→ INSTRUCTIONS TO FOLLOW:
What you return should be the lines of the data containing "black", each in full.

### EXTRACTED INFORMATION

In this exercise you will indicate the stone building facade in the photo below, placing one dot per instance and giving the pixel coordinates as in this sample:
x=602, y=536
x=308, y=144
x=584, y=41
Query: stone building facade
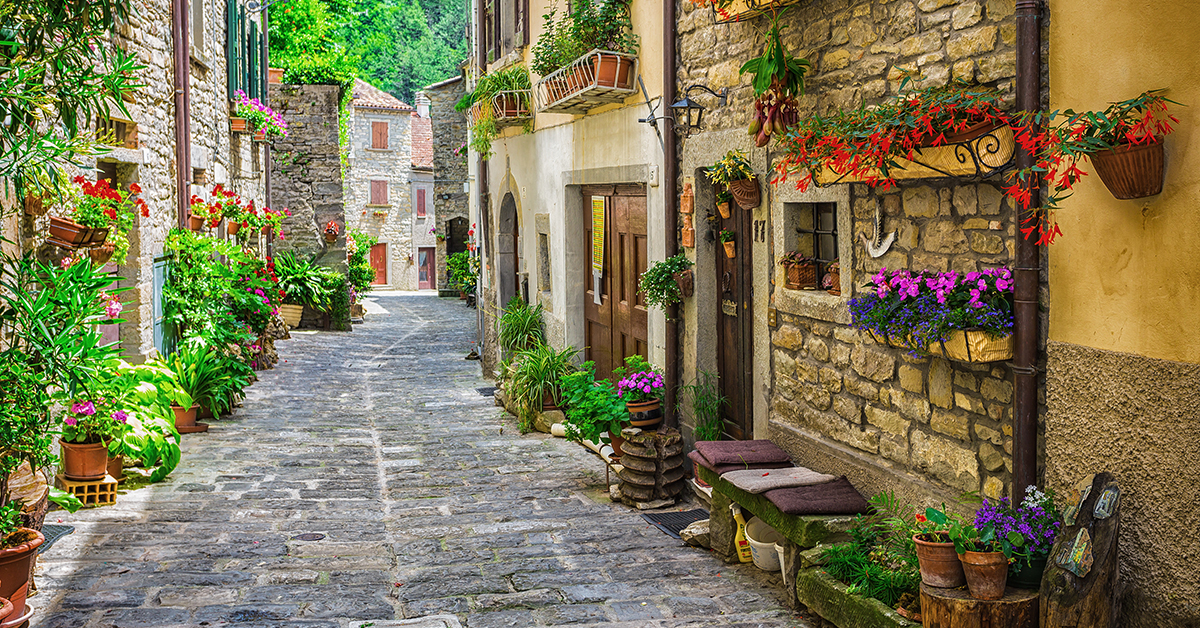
x=306, y=172
x=148, y=153
x=449, y=135
x=377, y=189
x=928, y=428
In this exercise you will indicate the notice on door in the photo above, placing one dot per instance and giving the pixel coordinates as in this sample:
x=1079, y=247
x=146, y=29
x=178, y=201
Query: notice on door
x=598, y=233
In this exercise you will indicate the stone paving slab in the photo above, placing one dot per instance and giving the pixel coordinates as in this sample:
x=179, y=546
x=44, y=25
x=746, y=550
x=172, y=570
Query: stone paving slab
x=429, y=509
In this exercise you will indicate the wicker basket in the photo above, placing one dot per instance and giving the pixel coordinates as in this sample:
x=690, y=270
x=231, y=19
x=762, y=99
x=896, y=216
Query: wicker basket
x=975, y=346
x=802, y=277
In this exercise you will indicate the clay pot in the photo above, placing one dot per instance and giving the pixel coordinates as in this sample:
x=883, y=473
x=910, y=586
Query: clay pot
x=84, y=462
x=69, y=232
x=1132, y=172
x=987, y=573
x=745, y=192
x=15, y=568
x=646, y=414
x=101, y=255
x=940, y=566
x=184, y=418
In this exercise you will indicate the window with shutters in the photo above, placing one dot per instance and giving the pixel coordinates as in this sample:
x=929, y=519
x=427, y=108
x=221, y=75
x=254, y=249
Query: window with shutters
x=244, y=52
x=378, y=192
x=379, y=136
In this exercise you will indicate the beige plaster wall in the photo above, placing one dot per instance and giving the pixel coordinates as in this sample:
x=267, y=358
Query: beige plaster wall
x=1123, y=275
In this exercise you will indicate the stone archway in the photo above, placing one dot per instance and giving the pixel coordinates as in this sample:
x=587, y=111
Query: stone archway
x=507, y=243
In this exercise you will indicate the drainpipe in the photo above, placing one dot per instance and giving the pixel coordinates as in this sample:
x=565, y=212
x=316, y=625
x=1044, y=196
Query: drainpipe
x=671, y=167
x=1025, y=399
x=183, y=109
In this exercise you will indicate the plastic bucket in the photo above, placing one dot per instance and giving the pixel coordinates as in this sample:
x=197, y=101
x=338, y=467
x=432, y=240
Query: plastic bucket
x=762, y=544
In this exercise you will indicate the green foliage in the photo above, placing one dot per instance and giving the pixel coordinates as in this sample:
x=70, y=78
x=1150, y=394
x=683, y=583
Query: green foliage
x=59, y=71
x=537, y=377
x=591, y=24
x=706, y=406
x=520, y=326
x=592, y=407
x=658, y=283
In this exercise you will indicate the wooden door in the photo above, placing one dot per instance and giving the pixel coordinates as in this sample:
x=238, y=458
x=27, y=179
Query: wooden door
x=426, y=271
x=735, y=326
x=616, y=327
x=379, y=263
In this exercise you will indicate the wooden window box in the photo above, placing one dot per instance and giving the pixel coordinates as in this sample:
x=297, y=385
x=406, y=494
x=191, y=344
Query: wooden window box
x=597, y=78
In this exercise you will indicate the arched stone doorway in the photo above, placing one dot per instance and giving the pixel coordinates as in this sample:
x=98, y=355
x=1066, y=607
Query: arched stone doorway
x=507, y=244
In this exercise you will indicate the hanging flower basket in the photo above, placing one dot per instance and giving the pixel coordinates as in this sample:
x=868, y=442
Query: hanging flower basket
x=1132, y=171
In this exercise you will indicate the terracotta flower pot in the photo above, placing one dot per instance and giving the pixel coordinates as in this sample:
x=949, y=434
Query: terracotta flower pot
x=69, y=232
x=745, y=192
x=1132, y=172
x=15, y=568
x=184, y=418
x=987, y=573
x=645, y=414
x=84, y=462
x=940, y=566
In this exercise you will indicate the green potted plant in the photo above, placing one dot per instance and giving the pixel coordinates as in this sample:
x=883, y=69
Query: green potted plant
x=778, y=78
x=726, y=238
x=733, y=172
x=801, y=270
x=661, y=283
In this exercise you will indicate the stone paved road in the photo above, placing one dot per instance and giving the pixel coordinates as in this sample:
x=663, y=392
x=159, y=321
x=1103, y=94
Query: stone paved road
x=429, y=500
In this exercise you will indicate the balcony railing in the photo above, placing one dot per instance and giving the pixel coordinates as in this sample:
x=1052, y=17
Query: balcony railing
x=509, y=108
x=597, y=78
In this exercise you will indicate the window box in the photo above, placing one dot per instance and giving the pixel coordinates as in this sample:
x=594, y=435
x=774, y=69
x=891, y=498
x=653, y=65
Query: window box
x=509, y=108
x=597, y=78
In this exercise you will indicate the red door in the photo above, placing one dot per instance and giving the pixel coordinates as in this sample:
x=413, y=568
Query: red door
x=425, y=271
x=379, y=262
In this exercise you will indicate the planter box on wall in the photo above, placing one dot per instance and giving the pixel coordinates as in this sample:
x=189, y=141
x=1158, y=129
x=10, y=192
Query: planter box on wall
x=597, y=78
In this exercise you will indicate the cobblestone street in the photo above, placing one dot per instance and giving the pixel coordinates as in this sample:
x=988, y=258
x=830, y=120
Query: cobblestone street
x=367, y=479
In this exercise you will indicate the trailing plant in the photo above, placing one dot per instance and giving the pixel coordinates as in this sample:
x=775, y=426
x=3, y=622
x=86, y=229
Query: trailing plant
x=537, y=378
x=658, y=285
x=589, y=25
x=732, y=167
x=924, y=307
x=520, y=326
x=593, y=407
x=707, y=402
x=778, y=81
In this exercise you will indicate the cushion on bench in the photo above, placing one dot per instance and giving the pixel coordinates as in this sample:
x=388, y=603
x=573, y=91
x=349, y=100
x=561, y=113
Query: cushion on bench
x=837, y=497
x=742, y=453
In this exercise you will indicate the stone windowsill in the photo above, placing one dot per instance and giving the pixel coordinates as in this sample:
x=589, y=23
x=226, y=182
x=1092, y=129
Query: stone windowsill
x=814, y=304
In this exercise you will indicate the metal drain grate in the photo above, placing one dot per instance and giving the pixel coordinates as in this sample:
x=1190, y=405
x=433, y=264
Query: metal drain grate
x=672, y=522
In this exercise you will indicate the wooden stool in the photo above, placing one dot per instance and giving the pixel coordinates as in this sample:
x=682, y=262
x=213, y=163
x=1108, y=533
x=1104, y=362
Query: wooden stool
x=954, y=608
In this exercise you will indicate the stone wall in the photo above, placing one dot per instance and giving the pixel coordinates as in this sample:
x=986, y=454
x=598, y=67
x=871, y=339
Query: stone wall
x=898, y=417
x=449, y=168
x=306, y=172
x=391, y=223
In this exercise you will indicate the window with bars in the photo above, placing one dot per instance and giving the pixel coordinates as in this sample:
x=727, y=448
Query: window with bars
x=816, y=232
x=379, y=135
x=378, y=192
x=244, y=52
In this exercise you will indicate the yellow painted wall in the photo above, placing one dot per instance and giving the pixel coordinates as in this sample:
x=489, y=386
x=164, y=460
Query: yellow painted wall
x=1125, y=275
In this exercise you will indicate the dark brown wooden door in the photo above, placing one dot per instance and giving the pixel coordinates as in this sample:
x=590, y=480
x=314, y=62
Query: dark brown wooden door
x=426, y=268
x=735, y=326
x=616, y=327
x=379, y=263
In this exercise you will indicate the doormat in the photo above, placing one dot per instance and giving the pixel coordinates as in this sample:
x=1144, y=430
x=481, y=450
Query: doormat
x=53, y=532
x=673, y=522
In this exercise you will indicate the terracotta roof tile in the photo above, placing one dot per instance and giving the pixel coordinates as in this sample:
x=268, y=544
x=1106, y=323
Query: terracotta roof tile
x=372, y=97
x=423, y=142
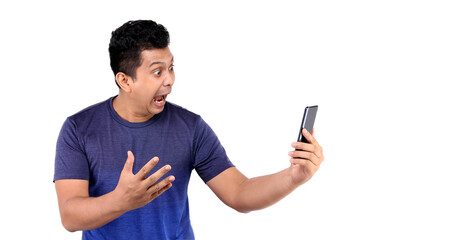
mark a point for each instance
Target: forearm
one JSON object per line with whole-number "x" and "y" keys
{"x": 261, "y": 192}
{"x": 85, "y": 213}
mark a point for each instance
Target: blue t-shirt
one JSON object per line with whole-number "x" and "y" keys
{"x": 93, "y": 145}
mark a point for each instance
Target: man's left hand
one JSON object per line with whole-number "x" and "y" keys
{"x": 306, "y": 162}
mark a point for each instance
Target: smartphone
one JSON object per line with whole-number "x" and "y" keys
{"x": 308, "y": 121}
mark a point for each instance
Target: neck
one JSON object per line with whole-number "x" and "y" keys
{"x": 128, "y": 110}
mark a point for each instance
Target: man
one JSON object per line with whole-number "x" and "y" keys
{"x": 109, "y": 197}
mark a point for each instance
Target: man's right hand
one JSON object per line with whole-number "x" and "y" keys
{"x": 136, "y": 190}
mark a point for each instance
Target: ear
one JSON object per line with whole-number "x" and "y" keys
{"x": 124, "y": 81}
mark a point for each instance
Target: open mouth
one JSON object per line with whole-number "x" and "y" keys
{"x": 159, "y": 99}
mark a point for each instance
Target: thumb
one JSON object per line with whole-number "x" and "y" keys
{"x": 128, "y": 167}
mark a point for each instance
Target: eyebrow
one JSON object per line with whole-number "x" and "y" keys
{"x": 162, "y": 63}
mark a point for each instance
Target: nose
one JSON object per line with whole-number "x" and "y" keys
{"x": 169, "y": 80}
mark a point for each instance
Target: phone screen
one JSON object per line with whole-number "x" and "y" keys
{"x": 308, "y": 121}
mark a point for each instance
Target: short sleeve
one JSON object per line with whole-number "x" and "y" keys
{"x": 210, "y": 158}
{"x": 70, "y": 161}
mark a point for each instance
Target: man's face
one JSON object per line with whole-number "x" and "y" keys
{"x": 154, "y": 80}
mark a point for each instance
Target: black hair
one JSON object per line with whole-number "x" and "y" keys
{"x": 129, "y": 40}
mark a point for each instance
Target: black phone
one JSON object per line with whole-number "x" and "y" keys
{"x": 308, "y": 121}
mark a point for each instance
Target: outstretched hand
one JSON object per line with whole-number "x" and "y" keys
{"x": 134, "y": 191}
{"x": 306, "y": 160}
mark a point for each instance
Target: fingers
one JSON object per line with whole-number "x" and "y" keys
{"x": 304, "y": 155}
{"x": 308, "y": 151}
{"x": 147, "y": 168}
{"x": 157, "y": 175}
{"x": 160, "y": 187}
{"x": 308, "y": 136}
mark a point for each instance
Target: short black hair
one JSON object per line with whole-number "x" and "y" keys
{"x": 129, "y": 40}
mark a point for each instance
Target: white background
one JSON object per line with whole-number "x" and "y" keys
{"x": 377, "y": 69}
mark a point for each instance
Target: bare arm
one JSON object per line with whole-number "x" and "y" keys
{"x": 80, "y": 212}
{"x": 245, "y": 195}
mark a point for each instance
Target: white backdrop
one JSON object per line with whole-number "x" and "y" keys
{"x": 377, "y": 69}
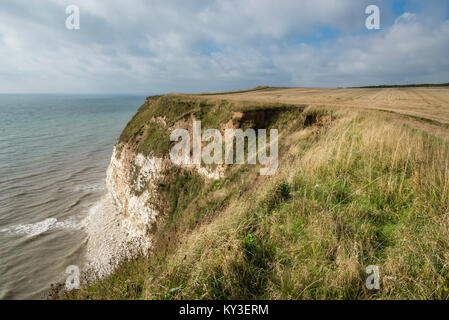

######

→ OUTPUT FOR THIS EXERCISE:
Target: black hair
Target: black phone
Target: short black hair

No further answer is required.